- Opening Delimiter -

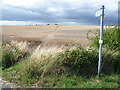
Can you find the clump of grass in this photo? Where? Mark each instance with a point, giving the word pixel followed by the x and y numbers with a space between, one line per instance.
pixel 13 52
pixel 41 62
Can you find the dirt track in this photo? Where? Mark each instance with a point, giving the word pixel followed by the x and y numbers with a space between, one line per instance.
pixel 49 34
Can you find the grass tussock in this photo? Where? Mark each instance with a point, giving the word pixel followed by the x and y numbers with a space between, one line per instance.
pixel 50 66
pixel 13 52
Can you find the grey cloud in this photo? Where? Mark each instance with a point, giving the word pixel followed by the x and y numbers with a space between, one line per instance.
pixel 86 14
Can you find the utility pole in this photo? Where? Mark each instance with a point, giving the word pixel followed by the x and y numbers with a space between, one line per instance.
pixel 101 14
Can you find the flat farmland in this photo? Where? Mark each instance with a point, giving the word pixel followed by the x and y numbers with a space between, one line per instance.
pixel 49 34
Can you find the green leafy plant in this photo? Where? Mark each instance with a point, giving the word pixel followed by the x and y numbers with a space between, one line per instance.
pixel 111 38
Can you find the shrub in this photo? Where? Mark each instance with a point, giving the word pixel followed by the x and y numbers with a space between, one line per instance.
pixel 111 38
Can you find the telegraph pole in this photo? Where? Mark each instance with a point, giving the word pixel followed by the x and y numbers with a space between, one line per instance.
pixel 101 39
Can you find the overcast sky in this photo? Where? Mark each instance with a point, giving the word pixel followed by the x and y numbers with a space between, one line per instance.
pixel 65 12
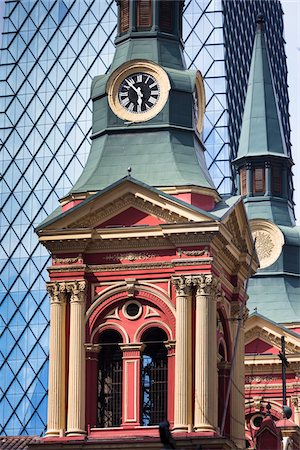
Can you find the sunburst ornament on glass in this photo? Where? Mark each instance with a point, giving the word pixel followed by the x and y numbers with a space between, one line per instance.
pixel 138 90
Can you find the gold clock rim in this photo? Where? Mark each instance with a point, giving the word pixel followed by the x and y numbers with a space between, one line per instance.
pixel 130 68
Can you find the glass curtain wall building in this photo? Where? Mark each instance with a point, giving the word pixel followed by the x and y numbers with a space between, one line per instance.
pixel 50 51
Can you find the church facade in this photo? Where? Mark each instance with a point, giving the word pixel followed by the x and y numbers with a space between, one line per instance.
pixel 150 265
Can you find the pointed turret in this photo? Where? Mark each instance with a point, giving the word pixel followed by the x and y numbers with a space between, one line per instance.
pixel 263 163
pixel 264 168
pixel 148 110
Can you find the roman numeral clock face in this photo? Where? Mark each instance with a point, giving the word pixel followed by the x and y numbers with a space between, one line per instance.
pixel 139 93
pixel 138 90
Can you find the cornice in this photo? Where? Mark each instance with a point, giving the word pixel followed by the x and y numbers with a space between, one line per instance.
pixel 271 338
pixel 132 266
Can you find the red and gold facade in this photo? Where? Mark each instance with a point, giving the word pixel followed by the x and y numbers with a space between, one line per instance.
pixel 169 282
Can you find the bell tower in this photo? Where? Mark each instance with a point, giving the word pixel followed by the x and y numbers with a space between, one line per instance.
pixel 148 263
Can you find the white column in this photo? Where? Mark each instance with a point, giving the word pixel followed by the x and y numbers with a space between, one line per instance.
pixel 206 371
pixel 183 355
pixel 237 395
pixel 76 387
pixel 57 382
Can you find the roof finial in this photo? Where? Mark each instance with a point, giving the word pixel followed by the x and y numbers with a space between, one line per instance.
pixel 260 19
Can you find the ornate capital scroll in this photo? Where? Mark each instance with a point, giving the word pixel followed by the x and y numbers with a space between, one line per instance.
pixel 77 290
pixel 183 285
pixel 207 285
pixel 239 312
pixel 57 292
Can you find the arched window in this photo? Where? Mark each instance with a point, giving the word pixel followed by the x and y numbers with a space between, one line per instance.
pixel 154 374
pixel 109 411
pixel 166 11
pixel 259 180
pixel 144 14
pixel 124 16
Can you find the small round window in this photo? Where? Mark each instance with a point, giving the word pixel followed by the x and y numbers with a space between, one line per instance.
pixel 132 309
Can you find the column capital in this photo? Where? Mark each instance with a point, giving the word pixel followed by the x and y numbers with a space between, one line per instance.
pixel 135 347
pixel 77 290
pixel 207 284
pixel 57 291
pixel 92 348
pixel 170 345
pixel 238 311
pixel 183 285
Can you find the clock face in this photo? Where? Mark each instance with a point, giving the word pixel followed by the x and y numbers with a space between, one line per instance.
pixel 139 93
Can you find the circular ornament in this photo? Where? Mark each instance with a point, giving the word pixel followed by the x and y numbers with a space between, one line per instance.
pixel 132 309
pixel 138 90
pixel 269 241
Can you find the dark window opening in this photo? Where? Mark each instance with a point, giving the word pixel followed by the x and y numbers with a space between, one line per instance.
pixel 109 411
pixel 166 16
pixel 276 181
pixel 154 374
pixel 124 16
pixel 259 180
pixel 144 14
pixel 243 181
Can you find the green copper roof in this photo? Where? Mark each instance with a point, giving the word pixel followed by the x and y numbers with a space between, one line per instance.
pixel 163 158
pixel 275 290
pixel 218 213
pixel 261 132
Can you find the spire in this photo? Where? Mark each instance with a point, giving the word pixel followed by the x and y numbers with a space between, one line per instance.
pixel 150 29
pixel 262 161
pixel 148 109
pixel 261 132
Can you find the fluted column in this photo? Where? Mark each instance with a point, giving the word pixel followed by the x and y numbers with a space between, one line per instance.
pixel 183 356
pixel 76 388
pixel 237 395
pixel 56 394
pixel 206 372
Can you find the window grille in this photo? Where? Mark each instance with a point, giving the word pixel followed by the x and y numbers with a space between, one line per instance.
pixel 154 374
pixel 110 386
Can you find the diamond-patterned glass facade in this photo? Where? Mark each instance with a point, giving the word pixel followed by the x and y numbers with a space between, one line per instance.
pixel 50 51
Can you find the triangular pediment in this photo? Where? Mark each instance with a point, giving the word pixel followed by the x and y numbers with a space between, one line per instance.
pixel 127 204
pixel 261 333
pixel 132 217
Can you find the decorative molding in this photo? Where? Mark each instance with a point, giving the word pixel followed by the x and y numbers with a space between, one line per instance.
pixel 204 252
pixel 269 337
pixel 113 314
pixel 129 256
pixel 269 241
pixel 207 284
pixel 57 292
pixel 77 289
pixel 67 261
pixel 237 239
pixel 130 285
pixel 133 266
pixel 93 348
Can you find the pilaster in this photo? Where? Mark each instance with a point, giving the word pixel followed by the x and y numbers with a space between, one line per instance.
pixel 183 359
pixel 171 346
pixel 76 391
pixel 57 382
pixel 206 372
pixel 131 402
pixel 237 395
pixel 91 389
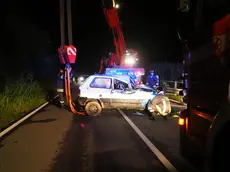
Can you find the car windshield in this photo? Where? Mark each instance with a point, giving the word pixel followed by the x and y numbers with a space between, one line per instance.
pixel 133 84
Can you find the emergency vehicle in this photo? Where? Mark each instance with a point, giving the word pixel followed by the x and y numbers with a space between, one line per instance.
pixel 205 125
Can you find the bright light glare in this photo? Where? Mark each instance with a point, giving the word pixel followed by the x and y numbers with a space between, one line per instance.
pixel 129 61
pixel 81 78
pixel 117 6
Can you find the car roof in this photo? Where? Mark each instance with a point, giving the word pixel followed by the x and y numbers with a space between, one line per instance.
pixel 125 78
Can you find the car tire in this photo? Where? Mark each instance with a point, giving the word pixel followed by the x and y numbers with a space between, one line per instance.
pixel 93 108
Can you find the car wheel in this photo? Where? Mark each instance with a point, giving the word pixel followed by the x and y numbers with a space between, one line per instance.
pixel 93 108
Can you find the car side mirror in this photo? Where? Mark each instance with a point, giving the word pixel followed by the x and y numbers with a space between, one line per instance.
pixel 181 93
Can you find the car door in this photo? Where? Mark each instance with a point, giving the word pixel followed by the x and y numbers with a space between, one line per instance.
pixel 122 97
pixel 100 88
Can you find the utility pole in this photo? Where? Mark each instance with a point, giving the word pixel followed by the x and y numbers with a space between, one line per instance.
pixel 69 20
pixel 62 22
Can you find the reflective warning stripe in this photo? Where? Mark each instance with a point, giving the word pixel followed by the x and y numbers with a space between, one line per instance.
pixel 60 90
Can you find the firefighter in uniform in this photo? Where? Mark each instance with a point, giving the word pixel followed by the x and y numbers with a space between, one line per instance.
pixel 60 87
pixel 151 79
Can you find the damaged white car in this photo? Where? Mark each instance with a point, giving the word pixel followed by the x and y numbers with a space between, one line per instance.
pixel 112 91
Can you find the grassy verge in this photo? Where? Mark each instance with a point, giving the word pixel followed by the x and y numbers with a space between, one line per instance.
pixel 175 97
pixel 19 97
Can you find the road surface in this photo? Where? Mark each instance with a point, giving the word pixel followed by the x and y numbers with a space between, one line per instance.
pixel 55 140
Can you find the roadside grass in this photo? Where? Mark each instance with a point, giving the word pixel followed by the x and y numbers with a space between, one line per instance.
pixel 19 97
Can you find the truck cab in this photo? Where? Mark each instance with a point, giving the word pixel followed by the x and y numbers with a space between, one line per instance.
pixel 204 30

- Closing Delimiter -

- Work item -
Set down exactly what runs from the line with "Can you find the car wheel" to the last line of the data above, including both of those lines and no others.

- Output below -
Can you find the car wheel in this photo? Where? Mark each instance with a point, giving the word pixel followed by the x and y numbers with a space between, one line per instance.
pixel 93 108
Can you find the car side mirror in this photo? Where? Mark each instance with a point, giving the word pixel followed by the x and y numbers with a space between, one line per instance.
pixel 181 93
Can you find the car door in this photo? Where? Mark each instance with a point, giving the word pixel followed by the x and y numbers with a space between, one line per instance.
pixel 122 97
pixel 100 88
Can you find the utility pole in this photo? Where? Mark each instance with a point, giving the word pixel followed by the x and y numbers with a space between, one line per instance.
pixel 69 20
pixel 62 22
Can you find the reflective warning stripe in this photo? Where? Mark each instance with a point, giving the word pixel followed by the x and y numbers with a space between, one line per instance.
pixel 60 90
Can you find the firefighter in uniform in this photo? Where? Mark each instance with a point, giving the word pixel followed by the x and y numbers with a space between, one line per instance.
pixel 60 87
pixel 151 79
Can you find the damaged white car in this photo? Where? Mark each instance with a point, giving the word pixel followed by the x and y numbers with a space between, one line per instance.
pixel 112 91
Can you find the grassy verge in this photo? Where? Mark each instance with a point, giving the word pixel followed by the x and y numbers with a space between, one line per instance.
pixel 175 97
pixel 19 97
Can you find the road surface in this photo? Where? Mark each instance with a point, giving the word pixel followed by the x and y numbers with a space between, one line per instance.
pixel 55 140
Can you find the roadside grass in this photo? Where? Mark each instance with a point, giving the word pixel followed by the x and y numbers with a space between, one line per instance.
pixel 19 97
Can you find the truck cab in this photo? Where? Mark each instance with a point, giving the word pixel followed by the x and y numbers with a space between, one line per instance.
pixel 204 30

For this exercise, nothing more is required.